I recently developed a plan for the introduction of social media into a large arts organization. The goal was to radically remake the organization’s relationship to its customers, a relationship which was showing significant signs of strain.
This was an organization that had a decades-long history of active discouragement by its leaders of listening to customers. It was a very large organization. It had a culture of fear, was very hierarchical, discouraged innovation and had gotten away with a monopoly for a long time. But in the last several years, it had seen its market share degrade substantially and at the same time age. It knew it needed to embrace a new conversational strategy, but, in the end, was unwilling to make the internal changes necessary to make that shift.
The opportunity was huge for this organization, so their surrender to short-term comfort was a real blow to me. But the intense thinking I was forced to put into this worst-case scenario was valuable. As a result, I have come up with The Plan.
Because each company or organization’s needs, history and culture are unique, it would never serve as a practical guide. But it might have some value as a point of departure and in that spirit I offer it. It was designed to both clear the ground and, at each stage, build upon the preceding one, training the users and the customers as it proceeded.
- Announce that the conversation is on. Period. Hold hands, have meetings, encourage an internal conversation, but remember: This is “disruptive technology.” There will be no consensus. It will—until it is a proven success and, for some, even after that—be resented and resisted. Only a determined leader, one willing to employ the force of his or her moral and organizational authority, will be capable of seeing this change through the period of adjustment to fruition. Express, as your goal, the recognition of an already-occurring conversation with your audience. Articulate your respect for the intellect and spirit of a dedicated customer based. Remind your employees that to listen to their customers is not the same as to pander to them. But to refuse to listen to them is the same as dismissing them.
- Express your intent to destroy the hierarchical, authoritarian status quo in your customer relations, replacing it with a radical openness and absolute dedication to two-way conversation.
- Set up a phased rollout of conversational tools, building both skills and comfort as you go. (See the rollout below.)
- Be complete. Do not try to have your cake and eat it too by, for instance, unveiling a “blog” upon which no one can comment. Activate all elements of each tool you use.
- Monitor each tool you roll out. You may find your blog and forum are extremely popular but simply no one wants to listen to your podcast. You may find that your company’s blog attracts too much spam and needs a more restrictive commenting policy. Again, do not act as though you know what works for all parties prior to experimenting with them. Use a combination of your own guts, vision and intuition, the expressed preferences of your audience and hard usage data.
━━━━
Instructions to follow:
Reproduce the social media plan text word for word, from "I recently developed" up to and including "make that shift.".

Dataset section:
━━━━
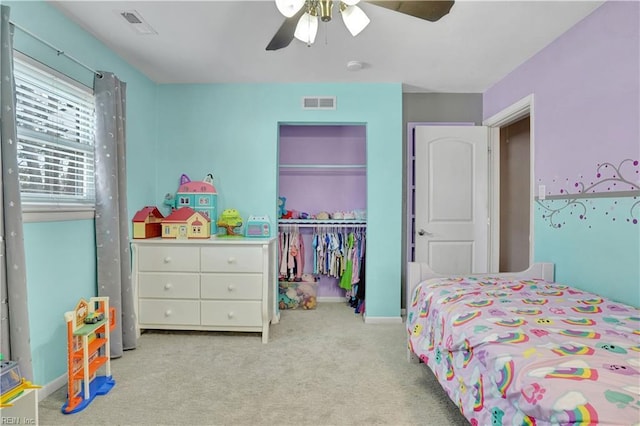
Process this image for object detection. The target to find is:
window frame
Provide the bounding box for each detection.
[13,49,96,222]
━━━━
Problem solution:
I recently developed a plan for the introduction of social media into a large arts organization. The goal was to radically remake the organization’s relationship to its customers, a relationship which was showing significant signs of strain.
This was an organization that had a decades-long history of active discouragement by its leaders of listening to customers. It was a very large organization. It had a culture of fear, was very hierarchical, discouraged innovation and had gotten away with a monopoly for a long time. But in the last several years, it had seen its market share degrade substantially and at the same time age. It knew it needed to embrace a new conversational strategy, but, in the end, was unwilling to make the internal changes necessary to make that shift.